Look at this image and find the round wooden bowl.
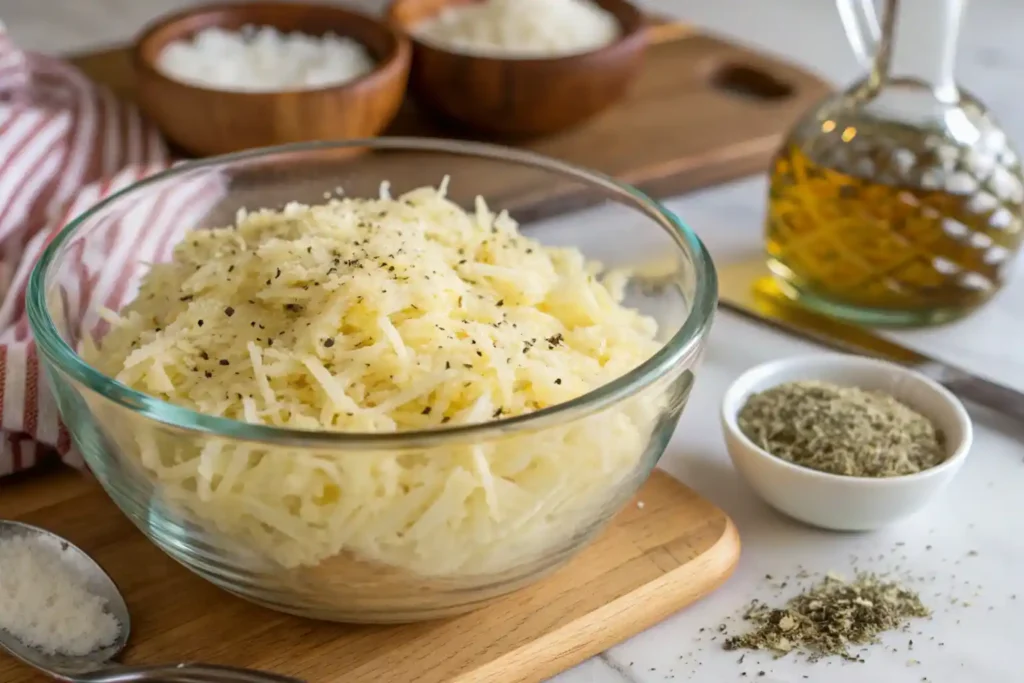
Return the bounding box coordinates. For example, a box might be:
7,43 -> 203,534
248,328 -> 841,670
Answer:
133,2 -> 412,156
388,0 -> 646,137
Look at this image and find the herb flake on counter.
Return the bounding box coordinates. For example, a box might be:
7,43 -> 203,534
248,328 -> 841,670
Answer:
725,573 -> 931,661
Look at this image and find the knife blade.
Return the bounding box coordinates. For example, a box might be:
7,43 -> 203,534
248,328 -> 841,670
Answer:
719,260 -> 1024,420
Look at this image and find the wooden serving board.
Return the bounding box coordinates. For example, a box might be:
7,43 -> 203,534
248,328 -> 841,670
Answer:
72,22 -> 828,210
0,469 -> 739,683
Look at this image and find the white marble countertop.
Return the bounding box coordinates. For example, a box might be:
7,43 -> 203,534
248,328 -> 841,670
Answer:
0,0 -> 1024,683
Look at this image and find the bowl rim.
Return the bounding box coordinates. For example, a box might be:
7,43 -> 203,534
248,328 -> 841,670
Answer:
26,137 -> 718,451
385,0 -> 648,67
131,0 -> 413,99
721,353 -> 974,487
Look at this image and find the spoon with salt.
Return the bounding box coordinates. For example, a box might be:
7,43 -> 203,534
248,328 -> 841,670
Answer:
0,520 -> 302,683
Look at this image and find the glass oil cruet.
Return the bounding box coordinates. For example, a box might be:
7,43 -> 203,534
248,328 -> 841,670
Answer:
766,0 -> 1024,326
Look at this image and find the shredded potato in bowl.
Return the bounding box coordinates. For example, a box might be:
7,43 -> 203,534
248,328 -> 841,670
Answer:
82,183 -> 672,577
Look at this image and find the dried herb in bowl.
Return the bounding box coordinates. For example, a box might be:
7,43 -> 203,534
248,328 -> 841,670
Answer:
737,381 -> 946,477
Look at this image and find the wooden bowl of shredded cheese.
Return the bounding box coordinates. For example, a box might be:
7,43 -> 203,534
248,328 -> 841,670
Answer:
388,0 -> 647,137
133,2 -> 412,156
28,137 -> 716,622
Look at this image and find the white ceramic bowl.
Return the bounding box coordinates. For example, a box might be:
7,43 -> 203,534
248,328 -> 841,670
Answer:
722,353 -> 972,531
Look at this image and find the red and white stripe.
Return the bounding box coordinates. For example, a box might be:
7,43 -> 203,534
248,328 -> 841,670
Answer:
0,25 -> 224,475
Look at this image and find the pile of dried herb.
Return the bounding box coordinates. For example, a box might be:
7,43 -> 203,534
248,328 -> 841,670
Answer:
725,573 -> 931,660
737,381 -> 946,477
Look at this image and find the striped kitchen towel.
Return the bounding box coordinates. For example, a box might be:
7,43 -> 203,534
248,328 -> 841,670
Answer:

### Stated goal
Could you copy out everything from the start of the records through the line that contains "388,0 -> 646,137", leaving the pictures out of your answer?

### Result for this exercise
Look at this image and find the round wooden bowl.
Return the bounding box coordinates. For example, a box might be:
7,43 -> 203,534
248,328 -> 841,670
Answer:
133,2 -> 412,156
388,0 -> 646,137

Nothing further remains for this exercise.